• [Source passage]:

As an online project “in glorious celebration of our inevitable demise,” Wilbur watched and then reviewed one apocalyptic and/or post-apocalyptic movie every week, and this paperback rounds up the results. Because he is a stand-up comedian by trade, you can expect the book to be funny. But it’s also quite thoughtful and unafraid to address some Big Issues; this is legit film criticism that just happens to contain some killer jokes.

While his queue traverses nearly 100 years of cinema history, it also hops, skips and jumps among genres. Further livening up the action is that some chapters employ gimmicks. For example, in keeping with the loss-of-sight subject of Fernando Meirelles’ 2008 sci-fi drama, Blindess, Wilbur ran it twice — the first time experiencing it only as audio while he sat in a dark room. For one of Roger Corman’s rare bombs, 1970’s Gas-s-s-s, he live-blogs his mind-blowing experience — and it is an experience: “Nothing like thirty minutes of ‘silly rape’ to alter your perceptions of a cartoonish film.”

Most are straight-ahead reviews, however, and that’s A-OK, because they’re filled with such hysterical observations as:
• “I’m not saying it’s a bad thing when John Leguizamo is the strongest actor in a film, but I’m also saying exactly that.” (Vanishing on 7th Street)
• “Southland Tales is what all entertainment will look like ten years from now, and what most VH1 programming looks like today.”
• “Who looks at [Jackie Earle] Haley, even as a kid, and thinks that’s not exactly what a serial killer looks like? Sure, let him guard the woman. That won’t end in rape.” (Damnation Alley)
• “Can [M. Night Shyamalan] do anything without trying to show off? I’m surprised I can read his IMDb page without a cryptix.” (The Happening)

• [Record extracts]:
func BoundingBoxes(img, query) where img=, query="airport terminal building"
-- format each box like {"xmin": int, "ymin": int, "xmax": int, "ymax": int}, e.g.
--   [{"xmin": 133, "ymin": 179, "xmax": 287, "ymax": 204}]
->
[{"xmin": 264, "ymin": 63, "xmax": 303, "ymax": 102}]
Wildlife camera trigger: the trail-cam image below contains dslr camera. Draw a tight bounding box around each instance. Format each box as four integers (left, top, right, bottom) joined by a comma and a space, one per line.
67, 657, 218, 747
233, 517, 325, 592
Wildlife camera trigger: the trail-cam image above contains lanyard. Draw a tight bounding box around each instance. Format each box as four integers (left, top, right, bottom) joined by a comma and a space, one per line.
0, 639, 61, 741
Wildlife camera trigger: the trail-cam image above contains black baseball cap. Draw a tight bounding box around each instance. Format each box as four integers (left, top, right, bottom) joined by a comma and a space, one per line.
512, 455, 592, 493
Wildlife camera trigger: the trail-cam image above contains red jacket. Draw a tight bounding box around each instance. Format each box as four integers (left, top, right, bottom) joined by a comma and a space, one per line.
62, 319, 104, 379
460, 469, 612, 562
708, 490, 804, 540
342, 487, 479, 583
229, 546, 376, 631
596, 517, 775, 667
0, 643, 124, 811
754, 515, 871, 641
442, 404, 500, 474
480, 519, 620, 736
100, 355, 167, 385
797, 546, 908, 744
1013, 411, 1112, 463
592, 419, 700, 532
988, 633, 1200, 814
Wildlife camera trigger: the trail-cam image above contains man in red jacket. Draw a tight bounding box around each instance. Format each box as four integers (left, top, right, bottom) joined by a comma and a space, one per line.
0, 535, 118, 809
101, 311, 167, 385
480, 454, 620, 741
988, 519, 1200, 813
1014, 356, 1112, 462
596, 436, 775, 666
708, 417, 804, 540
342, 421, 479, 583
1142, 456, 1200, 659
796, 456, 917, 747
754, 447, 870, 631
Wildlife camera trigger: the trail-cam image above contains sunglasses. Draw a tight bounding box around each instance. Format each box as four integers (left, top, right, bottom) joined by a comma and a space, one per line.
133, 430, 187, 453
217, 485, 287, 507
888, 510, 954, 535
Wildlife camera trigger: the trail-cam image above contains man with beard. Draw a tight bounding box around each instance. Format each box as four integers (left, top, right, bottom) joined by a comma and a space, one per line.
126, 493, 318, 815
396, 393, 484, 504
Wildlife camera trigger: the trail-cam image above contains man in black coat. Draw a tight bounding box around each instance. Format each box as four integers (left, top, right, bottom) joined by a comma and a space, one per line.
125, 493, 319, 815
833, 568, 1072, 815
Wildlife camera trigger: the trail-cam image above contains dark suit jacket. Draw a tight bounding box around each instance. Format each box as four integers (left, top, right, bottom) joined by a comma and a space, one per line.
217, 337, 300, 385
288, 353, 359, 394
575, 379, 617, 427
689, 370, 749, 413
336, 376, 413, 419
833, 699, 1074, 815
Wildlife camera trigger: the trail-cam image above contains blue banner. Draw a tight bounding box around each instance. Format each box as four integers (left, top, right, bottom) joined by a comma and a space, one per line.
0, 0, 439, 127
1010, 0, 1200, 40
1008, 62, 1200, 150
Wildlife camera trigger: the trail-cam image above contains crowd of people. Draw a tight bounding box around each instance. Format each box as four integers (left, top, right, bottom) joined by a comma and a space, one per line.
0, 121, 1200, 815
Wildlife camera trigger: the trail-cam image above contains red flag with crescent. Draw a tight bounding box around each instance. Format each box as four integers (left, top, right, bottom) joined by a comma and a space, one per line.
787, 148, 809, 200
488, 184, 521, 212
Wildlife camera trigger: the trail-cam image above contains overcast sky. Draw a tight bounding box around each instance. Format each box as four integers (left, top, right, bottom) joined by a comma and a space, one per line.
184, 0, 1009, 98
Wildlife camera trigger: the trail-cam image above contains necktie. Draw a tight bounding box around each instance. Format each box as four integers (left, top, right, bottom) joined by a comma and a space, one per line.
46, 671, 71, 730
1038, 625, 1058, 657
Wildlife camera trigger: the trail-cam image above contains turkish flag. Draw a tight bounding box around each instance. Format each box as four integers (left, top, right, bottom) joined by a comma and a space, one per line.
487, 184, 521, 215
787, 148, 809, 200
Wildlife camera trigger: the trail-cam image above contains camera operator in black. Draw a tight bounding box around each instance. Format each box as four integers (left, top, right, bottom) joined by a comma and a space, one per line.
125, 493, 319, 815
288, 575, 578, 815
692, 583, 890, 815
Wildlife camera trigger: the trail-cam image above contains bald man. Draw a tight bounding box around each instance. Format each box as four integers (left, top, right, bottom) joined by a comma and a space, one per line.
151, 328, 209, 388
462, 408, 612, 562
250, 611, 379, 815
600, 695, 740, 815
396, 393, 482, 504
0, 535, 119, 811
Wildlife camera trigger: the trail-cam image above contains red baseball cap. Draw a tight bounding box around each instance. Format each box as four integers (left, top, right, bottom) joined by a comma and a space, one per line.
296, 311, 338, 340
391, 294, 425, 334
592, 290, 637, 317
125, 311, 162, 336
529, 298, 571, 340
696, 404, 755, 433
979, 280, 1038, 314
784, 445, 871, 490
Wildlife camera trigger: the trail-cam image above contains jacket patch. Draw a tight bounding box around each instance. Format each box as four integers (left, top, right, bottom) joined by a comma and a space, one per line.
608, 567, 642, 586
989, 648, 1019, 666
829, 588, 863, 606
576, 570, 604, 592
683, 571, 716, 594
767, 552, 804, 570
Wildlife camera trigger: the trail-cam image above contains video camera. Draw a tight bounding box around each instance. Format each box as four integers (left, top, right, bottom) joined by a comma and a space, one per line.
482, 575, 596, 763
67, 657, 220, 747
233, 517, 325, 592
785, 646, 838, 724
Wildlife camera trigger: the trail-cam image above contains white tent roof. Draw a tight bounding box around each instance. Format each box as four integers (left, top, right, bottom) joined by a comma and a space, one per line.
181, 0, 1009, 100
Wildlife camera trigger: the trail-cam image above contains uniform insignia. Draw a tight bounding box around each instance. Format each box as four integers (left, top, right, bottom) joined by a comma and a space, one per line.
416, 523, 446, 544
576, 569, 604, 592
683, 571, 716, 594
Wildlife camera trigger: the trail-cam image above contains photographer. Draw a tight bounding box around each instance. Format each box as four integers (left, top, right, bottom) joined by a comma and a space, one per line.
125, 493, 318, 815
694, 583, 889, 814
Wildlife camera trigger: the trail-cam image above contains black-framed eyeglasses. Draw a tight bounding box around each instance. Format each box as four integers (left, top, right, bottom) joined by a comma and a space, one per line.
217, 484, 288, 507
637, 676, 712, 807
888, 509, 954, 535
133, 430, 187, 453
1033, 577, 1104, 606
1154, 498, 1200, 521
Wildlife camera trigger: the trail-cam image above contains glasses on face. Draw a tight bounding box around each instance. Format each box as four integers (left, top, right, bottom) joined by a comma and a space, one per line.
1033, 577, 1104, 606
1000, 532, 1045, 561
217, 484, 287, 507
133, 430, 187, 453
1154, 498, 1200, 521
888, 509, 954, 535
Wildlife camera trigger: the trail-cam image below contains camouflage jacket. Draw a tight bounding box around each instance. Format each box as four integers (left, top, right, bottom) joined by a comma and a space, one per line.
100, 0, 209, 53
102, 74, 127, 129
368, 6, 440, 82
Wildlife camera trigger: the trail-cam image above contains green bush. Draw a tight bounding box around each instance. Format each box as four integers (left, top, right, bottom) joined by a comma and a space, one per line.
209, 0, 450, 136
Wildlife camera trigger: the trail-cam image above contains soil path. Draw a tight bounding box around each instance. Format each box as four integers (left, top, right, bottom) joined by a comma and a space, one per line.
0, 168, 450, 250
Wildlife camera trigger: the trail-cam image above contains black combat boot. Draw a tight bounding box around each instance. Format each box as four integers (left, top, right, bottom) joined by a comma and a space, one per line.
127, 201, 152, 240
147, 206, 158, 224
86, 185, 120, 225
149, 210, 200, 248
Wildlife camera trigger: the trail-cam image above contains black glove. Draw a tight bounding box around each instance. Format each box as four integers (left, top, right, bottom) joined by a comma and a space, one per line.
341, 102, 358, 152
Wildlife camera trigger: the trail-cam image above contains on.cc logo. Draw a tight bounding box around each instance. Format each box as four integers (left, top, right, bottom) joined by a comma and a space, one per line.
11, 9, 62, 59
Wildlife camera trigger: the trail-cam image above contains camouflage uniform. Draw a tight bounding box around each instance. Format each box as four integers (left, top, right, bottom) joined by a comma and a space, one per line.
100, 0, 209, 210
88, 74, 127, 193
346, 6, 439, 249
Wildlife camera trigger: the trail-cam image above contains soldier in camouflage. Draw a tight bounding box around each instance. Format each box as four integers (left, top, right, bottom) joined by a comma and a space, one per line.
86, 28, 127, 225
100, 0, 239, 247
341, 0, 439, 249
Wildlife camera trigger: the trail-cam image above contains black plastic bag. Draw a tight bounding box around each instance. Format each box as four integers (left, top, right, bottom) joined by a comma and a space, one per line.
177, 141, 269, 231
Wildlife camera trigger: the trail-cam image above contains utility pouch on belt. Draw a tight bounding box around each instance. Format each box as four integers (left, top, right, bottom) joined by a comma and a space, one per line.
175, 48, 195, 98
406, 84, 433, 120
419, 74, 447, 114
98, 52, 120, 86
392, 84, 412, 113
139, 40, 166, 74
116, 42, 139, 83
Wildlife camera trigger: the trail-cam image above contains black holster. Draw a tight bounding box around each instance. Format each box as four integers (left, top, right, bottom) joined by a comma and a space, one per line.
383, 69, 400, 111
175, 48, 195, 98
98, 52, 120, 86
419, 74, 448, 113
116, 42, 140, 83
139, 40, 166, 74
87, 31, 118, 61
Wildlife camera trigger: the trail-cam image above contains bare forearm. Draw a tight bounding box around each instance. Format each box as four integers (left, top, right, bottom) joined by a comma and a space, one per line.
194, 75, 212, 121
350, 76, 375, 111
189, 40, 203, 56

• [Jobs]:
- a) According to the book review, why did Wilbur watch Fernando Meirelles' 2008 sci-fi drama twice, the first time only as audio in a dark room?
- b) In the entries, switch "red baseball cap" to "blue baseball cap" and rewrite the lines starting with the one that contains "contains red baseball" and going on through the one that contains "784, 445, 871, 490". Leave everything else unchanged.

• [Responses]:
- a) He did it to match the film's subject, which is the loss of sight. The first viewing as audio alone in a dark room kept the experience in line with that theme.

- b)
Wildlife camera trigger: the trail-cam image above contains blue baseball cap. Draw a tight bounding box around each instance. Format each box as four integers (left, top, right, bottom) joined by a comma and a space, one per line.
296, 311, 338, 340
391, 294, 425, 334
592, 290, 637, 317
125, 311, 162, 336
529, 298, 571, 340
696, 404, 755, 433
979, 280, 1038, 314
784, 445, 871, 490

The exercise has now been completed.